▶ _Brano proposto_
◇ ◇ ◇ ◇ ◇

Immagine tratta dalla copertina di Novi Magazin dedicata a Zoran Đinđić

Immagine tratta dalla copertina di Novi Magazin dedicata a Zoran Đinđić

Era un vero leader, che affrontava i problemi prima che questi si facessero avanti, senza più soluzioni. Un leader che credeva nella sua Serbia e nell'intera regione dei Balcani. Il commento di Ivan Vejvoda, a ricordo della sua scomparsa

12/03/2013 -  Ivan Vejvoda Belgrado

(Questo articolo è stato pubblicato originariamente il 6 marzo 2013 dal belgradese Novi Magazin  col titolo Ivan Vejvoda: Žaba i demokratija )

◇ ◇ ◇ ◇ ◇

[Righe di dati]
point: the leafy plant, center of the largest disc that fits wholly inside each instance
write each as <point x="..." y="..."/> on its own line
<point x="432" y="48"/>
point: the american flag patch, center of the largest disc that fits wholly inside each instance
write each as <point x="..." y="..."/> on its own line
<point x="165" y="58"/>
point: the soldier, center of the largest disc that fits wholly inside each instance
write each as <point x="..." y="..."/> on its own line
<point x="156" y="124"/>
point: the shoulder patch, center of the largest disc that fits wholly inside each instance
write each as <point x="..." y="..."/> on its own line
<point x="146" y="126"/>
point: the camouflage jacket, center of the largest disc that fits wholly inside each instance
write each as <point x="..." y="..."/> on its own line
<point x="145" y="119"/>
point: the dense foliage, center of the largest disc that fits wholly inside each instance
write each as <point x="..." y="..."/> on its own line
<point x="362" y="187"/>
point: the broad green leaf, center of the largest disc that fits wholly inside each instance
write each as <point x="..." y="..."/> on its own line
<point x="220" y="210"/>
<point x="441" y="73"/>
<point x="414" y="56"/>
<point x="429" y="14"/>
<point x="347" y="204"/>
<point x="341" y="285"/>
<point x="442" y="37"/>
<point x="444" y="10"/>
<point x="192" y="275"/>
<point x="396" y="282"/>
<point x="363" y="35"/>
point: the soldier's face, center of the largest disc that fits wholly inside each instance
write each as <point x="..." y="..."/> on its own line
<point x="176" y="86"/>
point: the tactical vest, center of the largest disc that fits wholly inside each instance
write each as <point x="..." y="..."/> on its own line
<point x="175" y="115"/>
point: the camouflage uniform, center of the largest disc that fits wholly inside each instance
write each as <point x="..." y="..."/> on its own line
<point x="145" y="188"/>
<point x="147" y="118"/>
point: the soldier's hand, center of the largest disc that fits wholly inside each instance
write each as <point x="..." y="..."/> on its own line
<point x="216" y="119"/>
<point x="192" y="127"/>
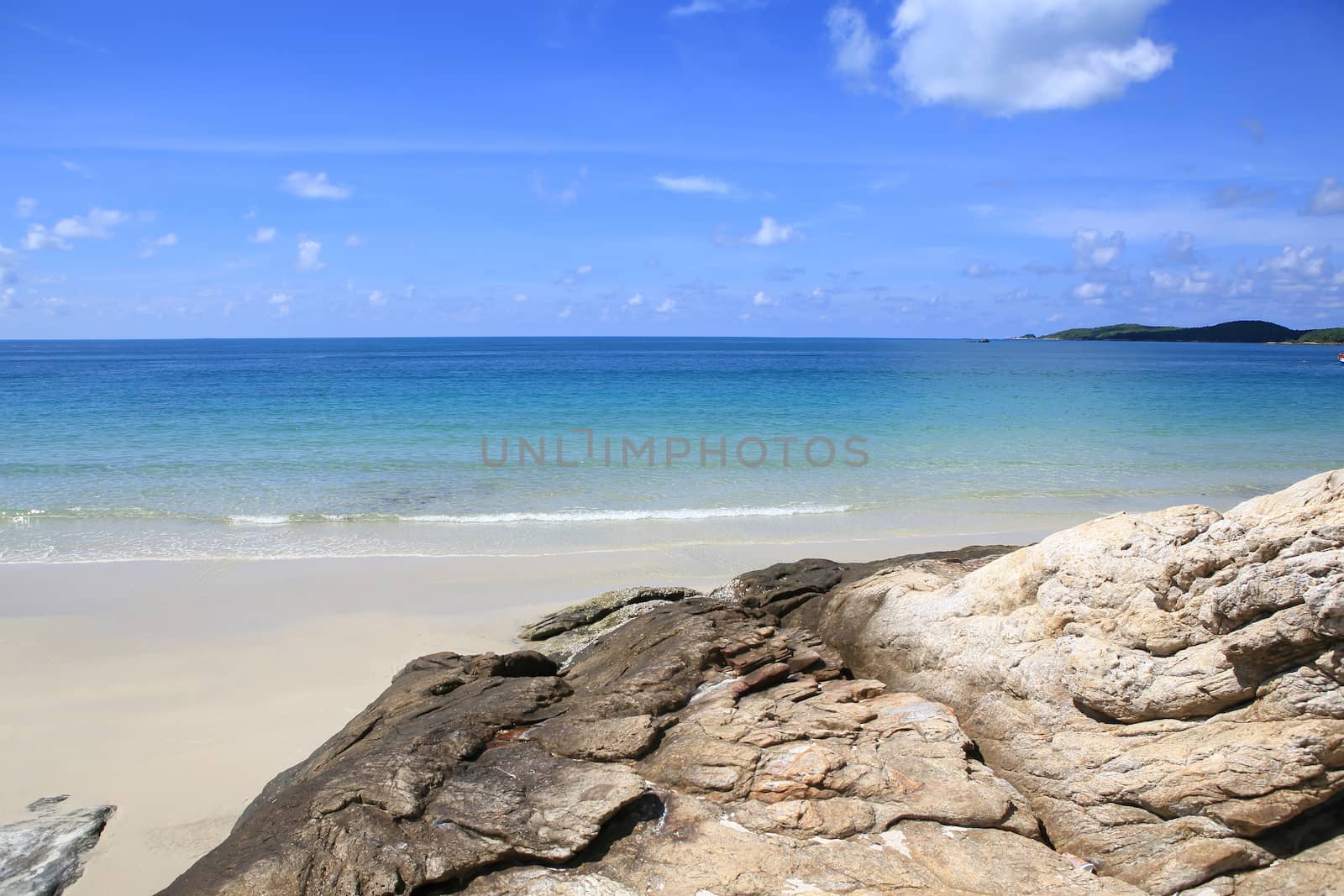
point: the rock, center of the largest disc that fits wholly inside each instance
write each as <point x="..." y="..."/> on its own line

◇ ◇ ◇ ◇ ◇

Ripeti alla lettera il passo del brano su Zoran Đinđić che si apre con le parole contenenti "12/03/2013 -  Ivan Vejvoda" e si chiude con "i demokratija )". Le righe non hanno alcun legame con il brano su Zoran Đinđić.

12/03/2013 -  Ivan Vejvoda Belgrado

(Questo articolo è stato pubblicato originariamente il 6 marzo 2013 dal belgradese Novi Magazin  col titolo Ivan Vejvoda: Žaba i demokratija )